[Teks Bacaan]
************
Tapi tentu saja, segalanya mesti dalam batas-batasnya. Terus-terusan memperpanjang lengan kuasa sisi pendapatan tanpa ada perubahan dalam variabel yang lain, juga akan menciptakan ketidakseimbangan itu sendiri. Sisi pendapatan akan terlihat jauh lebih berat. Dan jika ini yang terjadi, untuk mencapai kesetimbangan lagi, tentu saja bukan dengan cara memendekkan kembali lengan kuasa yang sudah terlanjur panjang. Jangan sama sekali! Itulah saat dimana kita diingatkan kalau pendapatan kita sudah terlalu besar untuk pengeluran kecil kita. Itulah saat kita diingatkan untuk memperbesar infak kita. Maka kemudian kita berdoa, semoga kita menjadi seperti Abu Bakar ra, yang memilki lengan kuasa tak berhingga panjangnya, hingga mudah saja menginfakkan seluruh hartanya di jalan dakwah. Yang mencukupkan Allah dan Rosul di hatinya. Indahnya!
************
[Data yang Diberikan]
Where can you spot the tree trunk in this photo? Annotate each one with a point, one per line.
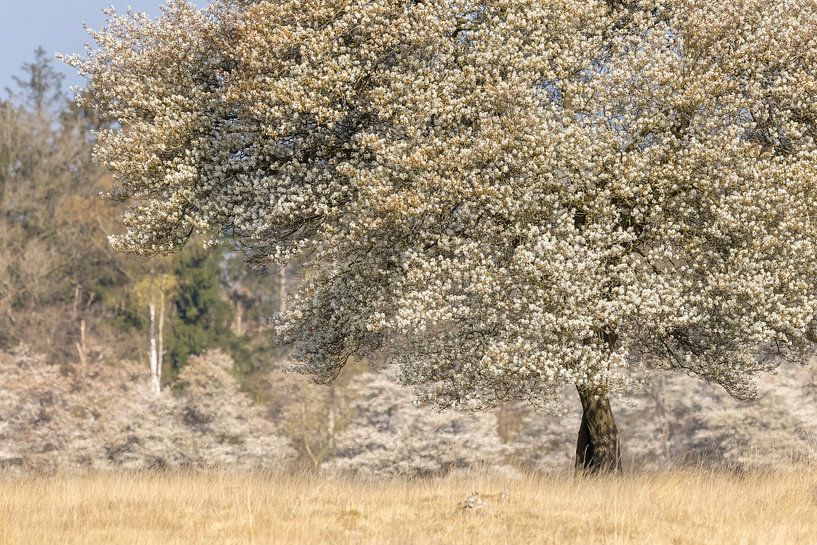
************
[Tugas Diberikan] Tulis ulang bagian bacaan tentang infak di antara "Tapi tentu saja, segalanya" dan "di hatinya. Indahnya!", termasuk keduanya, dan ganti setiap "lengan kuasa" dengan "lengan tuas".

[Hasil Lengkap]
Tapi tentu saja, segalanya mesti dalam batas-batasnya. Terus-terusan memperpanjang lengan tuas sisi pendapatan tanpa ada perubahan dalam variabel yang lain, juga akan menciptakan ketidakseimbangan itu sendiri. Sisi pendapatan akan terlihat jauh lebih berat. Dan jika ini yang terjadi, untuk mencapai kesetimbangan lagi, tentu saja bukan dengan cara memendekkan kembali lengan tuas yang sudah terlanjur panjang. Jangan sama sekali! Itulah saat dimana kita diingatkan kalau pendapatan kita sudah terlalu besar untuk pengeluran kecil kita. Itulah saat kita diingatkan untuk memperbesar infak kita. Maka kemudian kita berdoa, semoga kita menjadi seperti Abu Bakar ra, yang memilki lengan tuas tak berhingga panjangnya, hingga mudah saja menginfakkan seluruh hartanya di jalan dakwah. Yang mencukupkan Allah dan Rosul di hatinya. Indahnya!